■ Information provided
——
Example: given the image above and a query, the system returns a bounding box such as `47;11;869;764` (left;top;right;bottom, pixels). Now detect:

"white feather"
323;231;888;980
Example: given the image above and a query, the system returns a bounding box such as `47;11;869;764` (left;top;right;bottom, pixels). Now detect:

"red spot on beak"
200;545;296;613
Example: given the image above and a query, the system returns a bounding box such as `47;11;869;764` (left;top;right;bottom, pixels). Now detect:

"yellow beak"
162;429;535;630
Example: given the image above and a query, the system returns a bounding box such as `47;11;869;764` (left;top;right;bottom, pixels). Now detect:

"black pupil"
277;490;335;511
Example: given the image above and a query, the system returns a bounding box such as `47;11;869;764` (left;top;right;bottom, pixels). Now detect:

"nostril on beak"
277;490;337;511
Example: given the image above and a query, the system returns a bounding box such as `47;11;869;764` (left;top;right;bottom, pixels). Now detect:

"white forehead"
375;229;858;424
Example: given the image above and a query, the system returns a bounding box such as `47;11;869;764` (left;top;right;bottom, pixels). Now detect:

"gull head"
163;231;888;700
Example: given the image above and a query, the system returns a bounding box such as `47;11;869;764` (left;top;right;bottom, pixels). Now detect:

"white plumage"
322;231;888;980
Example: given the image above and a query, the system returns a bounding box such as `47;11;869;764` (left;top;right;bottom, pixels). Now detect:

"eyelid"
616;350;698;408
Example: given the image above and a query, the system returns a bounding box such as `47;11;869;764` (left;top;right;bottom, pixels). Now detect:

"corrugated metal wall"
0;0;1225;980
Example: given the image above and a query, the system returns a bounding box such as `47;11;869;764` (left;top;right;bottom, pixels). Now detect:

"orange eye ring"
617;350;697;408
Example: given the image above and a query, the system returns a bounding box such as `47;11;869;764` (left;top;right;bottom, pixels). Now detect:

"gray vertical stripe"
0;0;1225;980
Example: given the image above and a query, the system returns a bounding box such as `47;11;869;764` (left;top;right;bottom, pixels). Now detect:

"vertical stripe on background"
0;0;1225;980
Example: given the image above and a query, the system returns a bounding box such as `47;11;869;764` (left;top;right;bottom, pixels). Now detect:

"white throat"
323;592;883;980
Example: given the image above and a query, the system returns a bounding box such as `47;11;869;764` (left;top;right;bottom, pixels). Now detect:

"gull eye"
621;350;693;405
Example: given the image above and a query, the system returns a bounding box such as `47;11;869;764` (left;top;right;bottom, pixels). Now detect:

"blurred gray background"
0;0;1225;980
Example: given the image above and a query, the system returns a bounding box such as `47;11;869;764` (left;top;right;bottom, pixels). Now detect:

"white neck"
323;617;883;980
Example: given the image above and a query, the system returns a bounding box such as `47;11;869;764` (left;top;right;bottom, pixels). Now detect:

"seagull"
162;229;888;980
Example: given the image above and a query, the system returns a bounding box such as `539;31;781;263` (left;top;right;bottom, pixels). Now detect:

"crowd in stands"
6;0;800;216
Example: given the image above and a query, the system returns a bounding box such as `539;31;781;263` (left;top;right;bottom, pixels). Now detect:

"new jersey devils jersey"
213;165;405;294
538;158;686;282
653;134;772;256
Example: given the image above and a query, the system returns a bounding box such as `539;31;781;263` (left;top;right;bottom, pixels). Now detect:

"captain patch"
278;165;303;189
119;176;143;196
——
■ Brief
Every line of the data above should be reproduced word for word.

■ Solved exercise
Example: given the image above and a query, the system returns a bounding box such as `47;11;869;764` (left;top;right;bottom, pixels). Now detect:

"white feather"
323;231;888;980
Example: given the image above and a query, the system returns a bounding box such as `47;11;869;764` (left;top;right;bottom, pixels). Now detect:

"red spot on beak"
200;545;296;613
Example: given the image above and a query, the system returns a bounding box such as `47;11;869;764` (left;top;right;bottom, pixels). Now detect:

"yellow beak"
162;429;535;630
Example: given the image above and a query, the system returns a bounding box such as `47;11;869;764` (left;top;right;bottom, pixels). Now detect:

"black pupil"
277;490;335;511
Example: given the image above and a query, the system returns a bounding box such as `47;11;869;764` (left;top;right;bottom, pixels). Now detect:

"nostril on beak"
277;490;337;511
Example: given the image above and a query, the system returns a bounding box such as `47;11;869;764` (left;top;right;bottom, pixels). Now detect:

"white forehead"
375;229;858;424
Example: given the image above and a query, the system returns a bounding box such as `47;11;869;764` (left;top;right;bottom, pixels). Now detect:

"gull head"
163;231;888;700
Example: given the image above and a query, the system returns a bounding box such as `47;11;869;764` (left;top;right;bottom, pixels). Now detect:

"white plumage"
322;231;888;980
Example: given the image above and a query, the system returns a bounding box such as `47;11;869;764` (left;top;right;bottom, pixels). Now detect:

"eyelid"
616;350;698;408
Example: given the image above and a query, the system returns a bounding box such as `47;11;869;764` (left;top;right;bottom, pixels). Now detect:

"corrugated metal wall"
0;0;1225;980
Example: given the image above and a query, the system returns a bounding box such as `47;11;869;764` (left;top;right;bottom, pixels). Now detect:

"orange eye ring"
617;350;697;408
Example: given the image above and a query, the system returns a bounding box such as `47;11;869;764` (left;top;right;bottom, pixels). Now detect:

"gray vertical stripe"
0;0;1225;980
Example: given the image above and a query, the system returns a bounding box such as `47;11;869;764` (left;top;right;bottom, pixels). Now detect:

"vertical stripe on background"
0;0;1225;980
Example: given the image above and a query, the system returns a bounding box such as `47;11;869;764` (left;top;right;bottom, pixels). Now detect:

"white throat"
323;592;883;980
Example: given the image above and a query, the system returns a bounding box such as `47;11;869;764` (left;top;right;bottom, pixels). Now detect:

"gull eye"
621;350;693;405
Example: given the image above and a query, the system returns a bounding box such as `47;11;869;764` (left;top;right;bottom, pixels). Now detect:

"blurred gray background"
0;0;1225;980
Example: given the image above and a query, the system returns a bounding box such as `47;11;869;764` (left;top;right;bottom, pixels). Now detect:

"white neck"
323;617;883;980
Example: given the image above and a query, the system returns a bounding box such as `47;11;869;764` (left;top;right;bottom, pixels). Now detect:

"seagull"
162;229;888;980
Example: given the image above and a query, the system returns a bounding box such as `539;31;781;263` (left;top;right;bottom, pixels). Now detect:

"crowd in stands"
6;0;800;216
Example: given the image above and a query, the system returns a bounding box such as `539;31;781;263` (left;top;right;bottom, pixels). Now detect:

"new jersey devils jersey"
213;165;405;294
538;158;686;282
653;134;772;256
Example: given the image above and a query, the system returns a bounding box such as `539;31;781;263` (left;top;right;bottom, pixels). Now detect:

"captain patch"
278;165;303;189
119;176;143;196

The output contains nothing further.